-- Provided passage --
++++++

This is one of the silver pieces that I did after a friend came to the studio and gave me a demo. I haven’t decided if I’m going to sell these through my site. I think maybe only wholesale to galleries and shops and then also, in my own shows. Maybe I’ll throw one up every once in a while.I do pretty much have everything I need now though.
Shall we continue the studio tour today? Last was my college studio space. After college when I stayed on as a ‘townie’ I worked in a weaving studio, the Textillery. I wouldn’t call it a studio space for myself but it sure did feed my artistic process side (I didn’t design, I just wove). This was in 1990. I just now went and read their web site and see that they have 26 looms now. Holy smokes. When I was there I think they had 6. I often use what I knew of their story as my inspiration for my own growing business. Somehow in my mind it is a bit different than their history link relates it but still the same idea.
I remember hearing that Judith, the designer, started out selling placemats and other wovens in Brown County, IN and on the side of the road. By the time I worked for them they had 6 looms, a nice space and had accounts with Bloomingdales and the like. I was pretty impressed. That was the first place that I’ve ever heard books on tape. We would listen to about a half hour to hour a day in the afternoon. One of them I remember was Oliver Twist. Now, I know when I had to read that in high school I was bored out of my mind. Books on tape changed that. I couldn’t wait from day to day to get to the next tape.

++++++

Point-per-instance localization data
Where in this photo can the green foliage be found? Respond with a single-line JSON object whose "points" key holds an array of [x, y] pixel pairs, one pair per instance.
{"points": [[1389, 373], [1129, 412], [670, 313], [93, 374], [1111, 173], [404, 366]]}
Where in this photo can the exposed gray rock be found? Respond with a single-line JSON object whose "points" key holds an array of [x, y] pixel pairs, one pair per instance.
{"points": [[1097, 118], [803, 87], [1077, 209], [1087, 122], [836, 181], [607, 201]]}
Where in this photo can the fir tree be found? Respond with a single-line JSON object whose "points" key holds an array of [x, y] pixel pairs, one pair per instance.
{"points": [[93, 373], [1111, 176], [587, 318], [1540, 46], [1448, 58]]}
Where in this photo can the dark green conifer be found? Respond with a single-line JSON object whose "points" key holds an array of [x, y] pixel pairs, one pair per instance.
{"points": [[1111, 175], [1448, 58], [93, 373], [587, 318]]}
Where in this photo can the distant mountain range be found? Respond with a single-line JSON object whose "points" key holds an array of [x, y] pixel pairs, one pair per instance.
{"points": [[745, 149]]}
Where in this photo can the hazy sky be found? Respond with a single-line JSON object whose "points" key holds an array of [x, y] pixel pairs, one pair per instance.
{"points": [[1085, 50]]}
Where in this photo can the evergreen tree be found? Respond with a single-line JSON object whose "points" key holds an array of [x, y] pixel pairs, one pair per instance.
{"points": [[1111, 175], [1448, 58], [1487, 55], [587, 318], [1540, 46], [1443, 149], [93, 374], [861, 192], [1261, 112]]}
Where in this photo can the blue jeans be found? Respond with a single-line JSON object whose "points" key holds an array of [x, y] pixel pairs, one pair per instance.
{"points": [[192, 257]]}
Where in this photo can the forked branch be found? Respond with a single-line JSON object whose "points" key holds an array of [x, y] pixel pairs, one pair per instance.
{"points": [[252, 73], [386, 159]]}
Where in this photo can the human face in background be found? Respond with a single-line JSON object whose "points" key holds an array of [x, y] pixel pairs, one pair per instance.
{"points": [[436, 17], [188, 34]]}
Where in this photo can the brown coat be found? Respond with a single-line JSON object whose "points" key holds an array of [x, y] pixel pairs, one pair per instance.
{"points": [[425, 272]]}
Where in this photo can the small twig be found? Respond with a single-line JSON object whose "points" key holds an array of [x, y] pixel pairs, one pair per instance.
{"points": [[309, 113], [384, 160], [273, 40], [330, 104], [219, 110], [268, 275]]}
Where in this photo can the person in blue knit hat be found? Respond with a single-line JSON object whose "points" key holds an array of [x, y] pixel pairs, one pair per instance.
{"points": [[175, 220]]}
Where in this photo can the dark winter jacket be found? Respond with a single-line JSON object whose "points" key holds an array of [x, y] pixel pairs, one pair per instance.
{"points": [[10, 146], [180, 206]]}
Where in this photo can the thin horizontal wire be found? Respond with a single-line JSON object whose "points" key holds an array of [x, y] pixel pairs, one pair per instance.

++++++

-- Problem --
Update the studio blog post from "This is one" to "need now though.", replacing "silver" with "copper". These rows are separate material and have no connection to the studio blog post.

-- Result of the task --
This is one of the copper pieces that I did after a friend came to the studio and gave me a demo. I haven’t decided if I’m going to sell these through my site. I think maybe only wholesale to galleries and shops and then also, in my own shows. Maybe I’ll throw one up every once in a while.I do pretty much have everything I need now though.